Text block –

As Krishan Gopaul’s blog post last week pointed out, central banks have been buying gold during the first four months of 2021. Over that period, we estimate that the official sector has added 150-200 tonnes of gold. A significant portion of this buying has come from the central banks of Hungary and Thailand, who added 63 tonnes in March and 43.5 tonnes in April, respectively. In fact, these two purchases are the second and third largest monthly central bank gold purchases in recent history, eclipsed only by Poland’s 100 tonne purchase in June 2019 (see chart below).
Thailand’s gold purchases appear to be continuing in May as well. The Bank of Thailand publishes weekly reserve position data on gold, although reported in US dollar terms and not tonnage. Between 30 April and 28 May 2021, the value of the Bank of Thailand’s gold reserves grew from US$11.2 billion to US$14.9 billion, an increase of US$3.7 billion. A back-of-the-envelope calculation shows that this growth may imply a 40-50 tonne increase. We will have to await the May update from the IMF to see what the exact change in Thailand’s gold reserves is.

(Items from a dataset)
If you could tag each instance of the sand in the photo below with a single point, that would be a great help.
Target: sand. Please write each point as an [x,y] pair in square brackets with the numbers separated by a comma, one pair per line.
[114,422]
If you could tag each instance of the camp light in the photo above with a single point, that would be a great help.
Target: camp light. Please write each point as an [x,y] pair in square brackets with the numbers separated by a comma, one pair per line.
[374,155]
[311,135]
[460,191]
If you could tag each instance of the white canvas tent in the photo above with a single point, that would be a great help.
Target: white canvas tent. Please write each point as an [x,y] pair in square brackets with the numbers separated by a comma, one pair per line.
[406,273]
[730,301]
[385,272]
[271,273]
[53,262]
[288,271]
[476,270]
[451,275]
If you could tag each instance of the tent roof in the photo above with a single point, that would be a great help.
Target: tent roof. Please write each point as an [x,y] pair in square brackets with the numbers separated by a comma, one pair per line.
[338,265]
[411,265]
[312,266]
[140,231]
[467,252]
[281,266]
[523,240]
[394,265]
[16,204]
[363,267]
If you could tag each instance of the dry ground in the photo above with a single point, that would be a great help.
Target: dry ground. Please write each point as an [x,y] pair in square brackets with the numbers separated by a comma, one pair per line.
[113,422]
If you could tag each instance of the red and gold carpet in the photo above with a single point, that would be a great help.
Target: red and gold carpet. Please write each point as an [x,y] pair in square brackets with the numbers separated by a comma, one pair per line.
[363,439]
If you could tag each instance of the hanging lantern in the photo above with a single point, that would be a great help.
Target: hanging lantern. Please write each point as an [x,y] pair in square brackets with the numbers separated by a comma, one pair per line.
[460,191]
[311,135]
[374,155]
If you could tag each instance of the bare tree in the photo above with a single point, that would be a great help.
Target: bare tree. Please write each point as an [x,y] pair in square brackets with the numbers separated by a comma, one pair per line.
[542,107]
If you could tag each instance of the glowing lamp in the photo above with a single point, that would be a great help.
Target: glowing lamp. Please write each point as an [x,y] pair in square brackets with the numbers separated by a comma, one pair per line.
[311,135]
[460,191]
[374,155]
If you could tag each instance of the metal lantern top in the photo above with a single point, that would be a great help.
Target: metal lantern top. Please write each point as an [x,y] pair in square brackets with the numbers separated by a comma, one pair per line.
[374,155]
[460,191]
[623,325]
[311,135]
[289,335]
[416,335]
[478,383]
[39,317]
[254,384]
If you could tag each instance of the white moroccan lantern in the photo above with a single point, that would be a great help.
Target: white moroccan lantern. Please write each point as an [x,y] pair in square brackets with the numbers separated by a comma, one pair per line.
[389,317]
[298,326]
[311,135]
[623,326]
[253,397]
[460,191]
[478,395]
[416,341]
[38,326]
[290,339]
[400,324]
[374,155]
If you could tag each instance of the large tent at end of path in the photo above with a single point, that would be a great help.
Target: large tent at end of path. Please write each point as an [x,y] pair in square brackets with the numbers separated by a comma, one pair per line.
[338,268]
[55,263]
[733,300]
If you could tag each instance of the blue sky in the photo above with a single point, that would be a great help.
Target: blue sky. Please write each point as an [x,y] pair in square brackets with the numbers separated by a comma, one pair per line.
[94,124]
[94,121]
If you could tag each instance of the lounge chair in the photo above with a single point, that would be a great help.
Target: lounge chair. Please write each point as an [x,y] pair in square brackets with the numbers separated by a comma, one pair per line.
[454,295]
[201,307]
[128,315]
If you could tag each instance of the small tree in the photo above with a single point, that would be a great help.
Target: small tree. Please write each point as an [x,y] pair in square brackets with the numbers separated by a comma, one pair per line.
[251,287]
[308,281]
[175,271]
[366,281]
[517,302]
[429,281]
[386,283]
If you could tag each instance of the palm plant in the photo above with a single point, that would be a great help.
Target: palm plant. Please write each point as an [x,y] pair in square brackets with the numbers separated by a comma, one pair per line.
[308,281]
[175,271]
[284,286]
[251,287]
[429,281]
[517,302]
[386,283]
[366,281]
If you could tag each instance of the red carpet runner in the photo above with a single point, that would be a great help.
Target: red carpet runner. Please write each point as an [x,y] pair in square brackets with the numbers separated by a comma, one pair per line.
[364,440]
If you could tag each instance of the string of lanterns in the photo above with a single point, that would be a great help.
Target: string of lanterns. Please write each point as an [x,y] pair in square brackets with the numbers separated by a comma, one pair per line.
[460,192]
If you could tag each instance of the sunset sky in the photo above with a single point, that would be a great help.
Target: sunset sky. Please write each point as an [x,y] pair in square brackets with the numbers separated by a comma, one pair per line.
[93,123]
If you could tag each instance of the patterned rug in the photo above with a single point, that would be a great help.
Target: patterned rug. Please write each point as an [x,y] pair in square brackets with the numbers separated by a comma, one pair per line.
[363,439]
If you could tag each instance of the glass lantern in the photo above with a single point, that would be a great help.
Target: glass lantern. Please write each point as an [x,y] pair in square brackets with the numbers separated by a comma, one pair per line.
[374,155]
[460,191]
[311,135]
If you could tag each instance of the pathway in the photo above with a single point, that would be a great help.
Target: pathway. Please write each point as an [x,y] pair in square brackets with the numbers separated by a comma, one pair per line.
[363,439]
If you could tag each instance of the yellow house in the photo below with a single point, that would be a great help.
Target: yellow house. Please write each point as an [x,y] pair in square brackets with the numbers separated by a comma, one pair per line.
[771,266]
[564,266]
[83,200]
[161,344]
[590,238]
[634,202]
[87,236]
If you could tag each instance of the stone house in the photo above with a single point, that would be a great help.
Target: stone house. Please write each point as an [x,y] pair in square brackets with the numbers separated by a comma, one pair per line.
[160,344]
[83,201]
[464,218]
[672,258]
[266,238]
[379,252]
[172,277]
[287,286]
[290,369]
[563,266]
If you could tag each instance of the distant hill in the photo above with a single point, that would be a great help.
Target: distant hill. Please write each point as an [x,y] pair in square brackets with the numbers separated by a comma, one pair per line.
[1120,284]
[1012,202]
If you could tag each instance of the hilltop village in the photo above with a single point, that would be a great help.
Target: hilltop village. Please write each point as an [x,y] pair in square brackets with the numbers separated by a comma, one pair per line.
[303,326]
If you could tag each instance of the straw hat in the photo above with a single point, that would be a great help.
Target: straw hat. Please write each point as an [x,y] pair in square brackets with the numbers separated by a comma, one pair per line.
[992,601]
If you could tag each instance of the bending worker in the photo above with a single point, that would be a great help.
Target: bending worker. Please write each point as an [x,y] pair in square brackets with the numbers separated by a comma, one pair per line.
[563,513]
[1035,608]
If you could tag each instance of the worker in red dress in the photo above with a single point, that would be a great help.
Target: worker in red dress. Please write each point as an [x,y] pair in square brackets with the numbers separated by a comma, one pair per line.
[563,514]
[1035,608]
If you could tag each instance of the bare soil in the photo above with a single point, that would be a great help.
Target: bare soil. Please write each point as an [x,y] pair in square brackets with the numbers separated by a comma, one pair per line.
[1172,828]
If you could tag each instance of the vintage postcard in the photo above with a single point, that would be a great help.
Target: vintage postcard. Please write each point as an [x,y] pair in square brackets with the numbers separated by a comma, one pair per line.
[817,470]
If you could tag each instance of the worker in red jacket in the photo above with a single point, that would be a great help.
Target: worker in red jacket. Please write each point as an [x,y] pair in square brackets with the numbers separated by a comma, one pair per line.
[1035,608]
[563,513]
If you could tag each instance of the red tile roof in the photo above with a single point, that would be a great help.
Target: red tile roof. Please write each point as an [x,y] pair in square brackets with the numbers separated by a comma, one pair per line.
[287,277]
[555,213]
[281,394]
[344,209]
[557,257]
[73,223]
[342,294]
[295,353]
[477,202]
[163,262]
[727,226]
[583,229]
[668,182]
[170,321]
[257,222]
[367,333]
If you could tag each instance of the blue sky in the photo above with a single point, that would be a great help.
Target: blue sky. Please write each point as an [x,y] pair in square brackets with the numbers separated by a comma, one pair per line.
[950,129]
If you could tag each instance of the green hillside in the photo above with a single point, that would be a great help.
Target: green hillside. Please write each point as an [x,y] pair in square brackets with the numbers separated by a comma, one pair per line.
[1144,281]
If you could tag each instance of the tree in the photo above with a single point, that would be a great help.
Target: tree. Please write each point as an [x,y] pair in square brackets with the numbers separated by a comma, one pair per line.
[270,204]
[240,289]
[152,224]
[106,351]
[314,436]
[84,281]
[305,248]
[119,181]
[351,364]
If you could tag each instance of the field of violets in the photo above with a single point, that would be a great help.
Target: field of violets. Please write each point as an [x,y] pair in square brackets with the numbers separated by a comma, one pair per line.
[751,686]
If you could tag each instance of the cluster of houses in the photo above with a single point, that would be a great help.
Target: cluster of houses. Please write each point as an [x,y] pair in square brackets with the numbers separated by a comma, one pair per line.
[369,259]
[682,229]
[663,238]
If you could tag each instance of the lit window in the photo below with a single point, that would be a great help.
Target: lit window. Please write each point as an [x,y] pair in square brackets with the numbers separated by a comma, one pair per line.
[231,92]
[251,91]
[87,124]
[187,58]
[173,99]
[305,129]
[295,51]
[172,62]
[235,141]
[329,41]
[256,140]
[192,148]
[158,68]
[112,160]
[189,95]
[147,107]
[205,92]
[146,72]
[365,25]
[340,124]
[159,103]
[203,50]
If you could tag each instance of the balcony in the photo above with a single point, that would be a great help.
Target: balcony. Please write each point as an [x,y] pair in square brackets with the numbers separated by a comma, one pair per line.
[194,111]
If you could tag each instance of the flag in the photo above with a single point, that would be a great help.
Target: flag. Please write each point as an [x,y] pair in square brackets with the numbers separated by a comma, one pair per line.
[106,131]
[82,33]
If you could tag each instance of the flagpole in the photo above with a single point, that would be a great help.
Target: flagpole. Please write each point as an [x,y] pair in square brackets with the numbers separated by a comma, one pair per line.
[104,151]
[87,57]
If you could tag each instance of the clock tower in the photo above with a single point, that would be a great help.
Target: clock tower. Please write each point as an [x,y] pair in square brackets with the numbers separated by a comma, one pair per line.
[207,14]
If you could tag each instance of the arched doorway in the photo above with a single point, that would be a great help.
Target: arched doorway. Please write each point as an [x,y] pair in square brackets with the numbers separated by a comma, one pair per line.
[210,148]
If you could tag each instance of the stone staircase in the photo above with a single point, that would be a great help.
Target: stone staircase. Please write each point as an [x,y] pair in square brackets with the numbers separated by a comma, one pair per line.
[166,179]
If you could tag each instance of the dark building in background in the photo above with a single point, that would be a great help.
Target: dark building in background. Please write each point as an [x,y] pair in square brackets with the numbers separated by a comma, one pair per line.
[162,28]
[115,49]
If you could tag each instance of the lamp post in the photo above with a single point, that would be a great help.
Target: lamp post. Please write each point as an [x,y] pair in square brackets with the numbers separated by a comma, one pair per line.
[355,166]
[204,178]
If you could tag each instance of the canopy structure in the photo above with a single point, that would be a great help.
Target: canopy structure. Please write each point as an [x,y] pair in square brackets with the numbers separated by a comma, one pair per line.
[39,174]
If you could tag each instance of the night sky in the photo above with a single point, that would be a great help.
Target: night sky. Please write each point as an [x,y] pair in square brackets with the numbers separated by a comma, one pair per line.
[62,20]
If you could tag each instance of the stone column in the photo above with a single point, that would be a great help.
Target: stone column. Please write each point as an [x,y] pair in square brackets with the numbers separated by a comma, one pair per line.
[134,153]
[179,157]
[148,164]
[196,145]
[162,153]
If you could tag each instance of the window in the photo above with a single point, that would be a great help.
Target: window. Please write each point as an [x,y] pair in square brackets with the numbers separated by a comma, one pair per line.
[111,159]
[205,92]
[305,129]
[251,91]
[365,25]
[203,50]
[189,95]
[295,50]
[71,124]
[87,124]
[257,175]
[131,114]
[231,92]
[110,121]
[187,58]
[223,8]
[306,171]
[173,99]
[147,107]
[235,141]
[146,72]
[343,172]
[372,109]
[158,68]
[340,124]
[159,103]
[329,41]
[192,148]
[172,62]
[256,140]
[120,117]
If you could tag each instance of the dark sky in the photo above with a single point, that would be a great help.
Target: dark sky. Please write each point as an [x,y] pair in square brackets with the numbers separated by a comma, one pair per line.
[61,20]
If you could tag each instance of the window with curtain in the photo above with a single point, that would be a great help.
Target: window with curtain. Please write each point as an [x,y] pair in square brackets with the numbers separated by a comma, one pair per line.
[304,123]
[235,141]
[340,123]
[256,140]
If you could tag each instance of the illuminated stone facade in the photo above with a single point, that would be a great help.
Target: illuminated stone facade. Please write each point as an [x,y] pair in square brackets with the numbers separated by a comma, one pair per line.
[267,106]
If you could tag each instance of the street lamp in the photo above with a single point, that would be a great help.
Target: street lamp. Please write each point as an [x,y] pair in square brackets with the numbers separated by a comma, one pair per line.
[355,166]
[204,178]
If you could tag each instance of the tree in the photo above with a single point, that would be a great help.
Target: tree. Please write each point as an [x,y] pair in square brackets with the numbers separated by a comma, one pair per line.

What needs to be done –
Continue the text on central bank gold buying in 2021, starting right after its final sentence. These rows have no connection to the text on central bank gold purchases.

Answer to the exercise –
The Bank of Zambia has also started to accumulate gold in recent months, albeit on a smaller scale than the aforementioned central banks. Since February 2021, it has added 2,100 ounces per month to its reserves. Zambia has already reported its May gold holdings to the IMF, which now total 8,400 ounces or 0.26 tonnes. These purchases are likely the result of the central bank’s decision to build its gold reserves from domestic production. Zambia now joins the central banks of Mongolia, the Philippines, and several other countries in sourcing gold reserves from domestic mine supply.
Hungary issued a press release that accompanied its March purchase which cited “new risks arising from the coronavirus pandemic” as playing a key role in its decision to buy. Bank of Zambia Governor Christopher Mvunga said that “during periods of market stress – when assets would be losing value – gold would be adding value, thereby shielding the whole portfolio from large losses.” Our 2021 Central Bank Gold Reserves survey found that gold’s performance during crisis periods is now the most relevant factor for central banks to hold gold, echoing the sentiments above. As uncertainty over the post-pandemic recovery hangs over global markets, it will undoubtedly continue to drive central bank investment decisions over the coming year.